[Extracted data entries]
______

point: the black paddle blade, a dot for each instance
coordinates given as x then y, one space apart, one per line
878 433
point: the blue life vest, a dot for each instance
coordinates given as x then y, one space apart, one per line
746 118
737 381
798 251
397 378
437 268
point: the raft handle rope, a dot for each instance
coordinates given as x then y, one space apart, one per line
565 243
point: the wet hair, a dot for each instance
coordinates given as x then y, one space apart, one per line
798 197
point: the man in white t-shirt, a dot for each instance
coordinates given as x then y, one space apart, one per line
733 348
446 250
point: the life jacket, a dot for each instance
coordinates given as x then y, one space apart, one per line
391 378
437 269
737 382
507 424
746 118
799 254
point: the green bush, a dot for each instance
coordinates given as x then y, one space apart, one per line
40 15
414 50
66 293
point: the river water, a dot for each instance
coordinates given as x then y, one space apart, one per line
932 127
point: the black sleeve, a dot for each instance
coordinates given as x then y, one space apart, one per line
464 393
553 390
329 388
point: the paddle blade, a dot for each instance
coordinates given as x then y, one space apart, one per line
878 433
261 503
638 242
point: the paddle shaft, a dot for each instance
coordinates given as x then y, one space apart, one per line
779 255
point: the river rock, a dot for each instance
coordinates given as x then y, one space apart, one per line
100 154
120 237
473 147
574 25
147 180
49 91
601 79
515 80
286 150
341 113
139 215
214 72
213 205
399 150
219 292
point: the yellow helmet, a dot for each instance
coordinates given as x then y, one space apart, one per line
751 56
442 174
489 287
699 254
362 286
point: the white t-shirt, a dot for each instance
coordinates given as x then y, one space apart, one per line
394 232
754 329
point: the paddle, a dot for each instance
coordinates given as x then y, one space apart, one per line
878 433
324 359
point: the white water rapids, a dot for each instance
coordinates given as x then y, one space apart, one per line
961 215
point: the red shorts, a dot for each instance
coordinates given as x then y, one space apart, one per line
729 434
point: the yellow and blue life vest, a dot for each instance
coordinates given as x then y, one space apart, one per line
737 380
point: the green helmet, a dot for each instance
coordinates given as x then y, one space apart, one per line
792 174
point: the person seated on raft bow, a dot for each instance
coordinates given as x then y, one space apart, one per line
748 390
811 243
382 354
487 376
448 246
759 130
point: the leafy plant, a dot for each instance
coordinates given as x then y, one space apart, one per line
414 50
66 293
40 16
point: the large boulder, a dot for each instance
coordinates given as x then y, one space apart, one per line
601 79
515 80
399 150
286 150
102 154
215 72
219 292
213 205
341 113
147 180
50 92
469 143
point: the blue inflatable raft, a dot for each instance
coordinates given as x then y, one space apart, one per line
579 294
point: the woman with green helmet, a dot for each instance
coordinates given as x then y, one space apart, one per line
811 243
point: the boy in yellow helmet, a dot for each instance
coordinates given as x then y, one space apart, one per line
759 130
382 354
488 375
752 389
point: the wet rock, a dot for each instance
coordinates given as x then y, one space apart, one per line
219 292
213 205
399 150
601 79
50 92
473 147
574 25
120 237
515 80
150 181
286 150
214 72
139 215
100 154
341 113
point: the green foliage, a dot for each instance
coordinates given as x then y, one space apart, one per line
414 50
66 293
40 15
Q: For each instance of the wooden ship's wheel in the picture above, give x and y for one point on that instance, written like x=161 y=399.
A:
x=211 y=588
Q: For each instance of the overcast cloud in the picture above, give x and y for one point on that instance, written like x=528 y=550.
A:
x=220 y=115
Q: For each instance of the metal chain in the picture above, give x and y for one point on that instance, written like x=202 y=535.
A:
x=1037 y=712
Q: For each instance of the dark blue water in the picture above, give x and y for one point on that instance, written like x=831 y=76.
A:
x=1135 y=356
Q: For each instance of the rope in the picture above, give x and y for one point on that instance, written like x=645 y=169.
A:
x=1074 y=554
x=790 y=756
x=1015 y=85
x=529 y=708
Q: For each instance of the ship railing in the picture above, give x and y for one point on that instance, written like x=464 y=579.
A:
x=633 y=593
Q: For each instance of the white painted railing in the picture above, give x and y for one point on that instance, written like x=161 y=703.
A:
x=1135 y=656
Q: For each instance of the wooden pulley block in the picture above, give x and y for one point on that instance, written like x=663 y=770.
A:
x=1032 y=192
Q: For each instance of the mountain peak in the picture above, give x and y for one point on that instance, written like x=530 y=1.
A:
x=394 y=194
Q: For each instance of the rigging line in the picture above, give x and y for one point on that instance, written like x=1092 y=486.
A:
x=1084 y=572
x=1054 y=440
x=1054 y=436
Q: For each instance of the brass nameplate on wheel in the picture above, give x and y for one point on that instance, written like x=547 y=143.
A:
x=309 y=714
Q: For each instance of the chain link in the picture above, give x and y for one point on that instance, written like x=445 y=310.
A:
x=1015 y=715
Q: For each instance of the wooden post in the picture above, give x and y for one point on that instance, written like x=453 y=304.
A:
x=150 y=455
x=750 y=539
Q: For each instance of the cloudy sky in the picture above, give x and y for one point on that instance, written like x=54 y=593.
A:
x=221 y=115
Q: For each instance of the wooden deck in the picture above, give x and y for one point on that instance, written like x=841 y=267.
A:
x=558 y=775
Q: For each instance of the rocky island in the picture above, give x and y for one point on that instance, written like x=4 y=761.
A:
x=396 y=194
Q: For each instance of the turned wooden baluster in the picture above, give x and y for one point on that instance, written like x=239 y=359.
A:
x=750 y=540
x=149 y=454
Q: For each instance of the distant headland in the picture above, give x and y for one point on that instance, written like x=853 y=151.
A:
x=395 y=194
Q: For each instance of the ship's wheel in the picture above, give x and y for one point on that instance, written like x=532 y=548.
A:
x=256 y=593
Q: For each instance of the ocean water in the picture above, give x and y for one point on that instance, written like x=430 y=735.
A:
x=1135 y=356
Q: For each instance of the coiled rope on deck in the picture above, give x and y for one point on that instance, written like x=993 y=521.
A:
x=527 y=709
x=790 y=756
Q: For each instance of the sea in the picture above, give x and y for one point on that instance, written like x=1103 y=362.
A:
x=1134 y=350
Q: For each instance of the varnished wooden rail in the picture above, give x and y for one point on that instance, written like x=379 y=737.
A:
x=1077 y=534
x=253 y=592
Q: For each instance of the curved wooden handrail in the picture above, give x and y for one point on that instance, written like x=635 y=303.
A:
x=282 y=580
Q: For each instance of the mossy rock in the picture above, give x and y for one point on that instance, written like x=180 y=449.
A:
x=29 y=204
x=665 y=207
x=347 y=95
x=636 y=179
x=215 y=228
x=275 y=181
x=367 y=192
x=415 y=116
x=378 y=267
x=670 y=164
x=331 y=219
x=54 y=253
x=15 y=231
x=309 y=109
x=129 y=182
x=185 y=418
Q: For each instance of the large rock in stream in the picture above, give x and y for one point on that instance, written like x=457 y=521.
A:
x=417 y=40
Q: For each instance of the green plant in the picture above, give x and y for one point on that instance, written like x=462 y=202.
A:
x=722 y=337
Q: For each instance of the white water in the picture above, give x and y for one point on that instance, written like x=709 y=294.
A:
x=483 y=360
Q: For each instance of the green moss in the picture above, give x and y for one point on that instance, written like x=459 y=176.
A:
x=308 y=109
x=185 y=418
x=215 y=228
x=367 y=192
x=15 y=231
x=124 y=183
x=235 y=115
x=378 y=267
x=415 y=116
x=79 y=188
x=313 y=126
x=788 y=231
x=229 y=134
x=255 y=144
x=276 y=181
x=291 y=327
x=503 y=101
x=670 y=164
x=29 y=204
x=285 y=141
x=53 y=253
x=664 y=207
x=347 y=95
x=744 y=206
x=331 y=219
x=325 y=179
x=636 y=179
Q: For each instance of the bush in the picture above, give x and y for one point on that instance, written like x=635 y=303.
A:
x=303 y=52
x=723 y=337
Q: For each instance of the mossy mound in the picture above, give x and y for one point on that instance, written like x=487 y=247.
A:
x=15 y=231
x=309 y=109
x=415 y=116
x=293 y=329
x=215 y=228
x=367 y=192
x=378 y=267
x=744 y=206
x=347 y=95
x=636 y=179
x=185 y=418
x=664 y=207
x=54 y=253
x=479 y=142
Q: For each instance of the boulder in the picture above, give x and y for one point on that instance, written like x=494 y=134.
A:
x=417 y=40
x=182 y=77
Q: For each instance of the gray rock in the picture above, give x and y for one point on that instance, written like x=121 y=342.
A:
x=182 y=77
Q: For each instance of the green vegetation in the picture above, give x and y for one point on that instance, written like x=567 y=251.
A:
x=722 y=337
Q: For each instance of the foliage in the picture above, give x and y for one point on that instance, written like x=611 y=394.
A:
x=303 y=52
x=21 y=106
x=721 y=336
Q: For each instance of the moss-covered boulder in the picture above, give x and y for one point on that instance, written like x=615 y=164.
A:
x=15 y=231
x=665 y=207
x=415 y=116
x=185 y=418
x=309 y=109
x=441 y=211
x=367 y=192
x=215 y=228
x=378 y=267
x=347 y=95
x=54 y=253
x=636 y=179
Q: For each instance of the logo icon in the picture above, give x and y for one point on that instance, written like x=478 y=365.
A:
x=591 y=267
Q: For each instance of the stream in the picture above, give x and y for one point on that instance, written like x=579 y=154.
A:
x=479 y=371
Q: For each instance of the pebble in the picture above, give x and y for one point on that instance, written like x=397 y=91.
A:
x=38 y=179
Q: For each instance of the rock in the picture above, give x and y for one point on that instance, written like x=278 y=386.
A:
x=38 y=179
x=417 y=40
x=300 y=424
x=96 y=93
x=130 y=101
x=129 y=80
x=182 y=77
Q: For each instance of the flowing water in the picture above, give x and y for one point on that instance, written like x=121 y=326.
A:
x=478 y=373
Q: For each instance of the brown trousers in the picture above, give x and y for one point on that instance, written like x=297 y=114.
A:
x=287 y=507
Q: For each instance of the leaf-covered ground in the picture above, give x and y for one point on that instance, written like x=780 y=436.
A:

______

## WORK REQUIRED:
Please reply with an exact copy of the lines above, starting at the first and ending at the line that holds "point: the red".

## TASK RESULT:
point: the black paddle blade, a dot for each instance
coordinates given as x then y, one space apart, one per line
878 433
point: the blue life vest, a dot for each instance
coordinates given as x then y, one space apart, one per line
746 118
737 381
798 251
397 378
437 268
point: the raft handle rope, a dot for each instance
coordinates given as x then y, one space apart, one per line
565 243
point: the wet hair, a dot for each instance
coordinates given as x then y, one space apart, one per line
798 197
point: the man in white t-shirt, a dot for each instance
coordinates given as x then y, one space apart, one per line
733 348
446 250
point: the life jacket, a dot for each instance
coordinates given as x then y, one space apart, one per line
391 378
437 269
737 382
507 424
746 118
799 254
point: the green bush, a dot for each instance
coordinates given as x then y, one space apart, one per line
40 15
414 50
66 293
point: the river water, a dot for each instance
coordinates given as x then y, one space apart, one per line
932 127
point: the black sleeve, a dot for each instance
coordinates given as x then y, one space apart, one per line
464 393
553 390
329 388
point: the paddle blade, a dot for each instance
coordinates given as x then y, one space apart, one per line
878 433
261 503
638 242
point: the paddle shaft, a dot for each instance
coordinates given as x then y, one space apart, one per line
779 255
point: the river rock, a dot for each instance
coordinates given as x then y, one space apart, one per line
100 154
120 237
473 147
574 25
147 180
49 91
601 79
515 80
286 150
341 113
139 215
214 72
213 205
399 150
219 292
point: the yellow helmet, a dot for each instance
coordinates given as x then y, one space apart, one per line
751 56
442 174
489 287
699 254
362 286
point: the white t-shirt, a dot for each instance
coordinates given as x then y, one space apart, one per line
394 232
754 329
point: the paddle, a dot for each instance
coordinates given as x then y, one space apart, one per line
878 433
324 359
point: the white water rapids, a dot for each instance
coordinates given as x then y, one space apart, one per line
961 215
point: the red shorts, a dot for each instance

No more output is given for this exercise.